[Collected data]
──────────
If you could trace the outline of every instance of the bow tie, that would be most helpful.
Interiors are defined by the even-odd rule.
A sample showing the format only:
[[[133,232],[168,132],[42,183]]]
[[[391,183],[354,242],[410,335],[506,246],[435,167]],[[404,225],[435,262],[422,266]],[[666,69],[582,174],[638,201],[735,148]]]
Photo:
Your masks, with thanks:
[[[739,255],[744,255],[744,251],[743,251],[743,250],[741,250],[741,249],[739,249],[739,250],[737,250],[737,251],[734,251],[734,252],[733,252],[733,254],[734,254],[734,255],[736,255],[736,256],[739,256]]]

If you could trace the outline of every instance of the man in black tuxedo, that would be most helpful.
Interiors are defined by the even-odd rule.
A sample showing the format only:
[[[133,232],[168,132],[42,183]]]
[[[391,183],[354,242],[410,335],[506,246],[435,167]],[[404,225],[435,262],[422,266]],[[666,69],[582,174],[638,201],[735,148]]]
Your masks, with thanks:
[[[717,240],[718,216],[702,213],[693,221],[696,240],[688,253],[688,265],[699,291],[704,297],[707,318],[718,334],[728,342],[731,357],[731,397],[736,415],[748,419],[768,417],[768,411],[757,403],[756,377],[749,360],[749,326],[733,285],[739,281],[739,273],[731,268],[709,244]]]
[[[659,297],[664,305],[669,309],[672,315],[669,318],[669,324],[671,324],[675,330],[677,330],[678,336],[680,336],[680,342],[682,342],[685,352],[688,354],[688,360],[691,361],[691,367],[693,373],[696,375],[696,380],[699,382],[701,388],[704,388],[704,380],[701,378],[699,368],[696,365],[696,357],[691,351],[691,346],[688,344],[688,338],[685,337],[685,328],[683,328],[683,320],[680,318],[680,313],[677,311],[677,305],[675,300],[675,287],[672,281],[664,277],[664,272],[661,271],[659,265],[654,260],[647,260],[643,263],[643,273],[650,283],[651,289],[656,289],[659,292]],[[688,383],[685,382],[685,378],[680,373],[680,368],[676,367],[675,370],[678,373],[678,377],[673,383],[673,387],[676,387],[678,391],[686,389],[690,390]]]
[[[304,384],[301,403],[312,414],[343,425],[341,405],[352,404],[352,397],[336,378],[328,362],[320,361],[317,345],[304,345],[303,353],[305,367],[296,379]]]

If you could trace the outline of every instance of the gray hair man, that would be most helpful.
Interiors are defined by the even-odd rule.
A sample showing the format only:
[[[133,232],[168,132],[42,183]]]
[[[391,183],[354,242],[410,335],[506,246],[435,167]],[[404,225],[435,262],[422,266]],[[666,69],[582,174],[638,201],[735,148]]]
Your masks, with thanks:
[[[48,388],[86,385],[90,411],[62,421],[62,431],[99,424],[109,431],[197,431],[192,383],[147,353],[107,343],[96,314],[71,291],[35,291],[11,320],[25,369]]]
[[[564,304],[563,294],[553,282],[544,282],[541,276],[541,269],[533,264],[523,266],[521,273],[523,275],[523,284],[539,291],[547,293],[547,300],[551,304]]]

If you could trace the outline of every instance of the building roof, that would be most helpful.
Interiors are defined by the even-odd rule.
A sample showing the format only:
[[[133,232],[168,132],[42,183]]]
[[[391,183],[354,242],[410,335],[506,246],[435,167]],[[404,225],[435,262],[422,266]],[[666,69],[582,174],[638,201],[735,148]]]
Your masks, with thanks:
──────────
— YOUR ASSIGNMENT —
Which lines in the records above contain the string "that"? Copy each one.

— EXPECTED ANSWER —
If you could trace the outline of every instance of the bow tie, that would be most helpful.
If you could trace the outline of every instance of the man in black tuxedo, that would be most helpful.
If you could trace the outline of every instance of the gray hair man, that would be most helpful.
If you could trace the outline of every instance of the building roof, that would be most helpful.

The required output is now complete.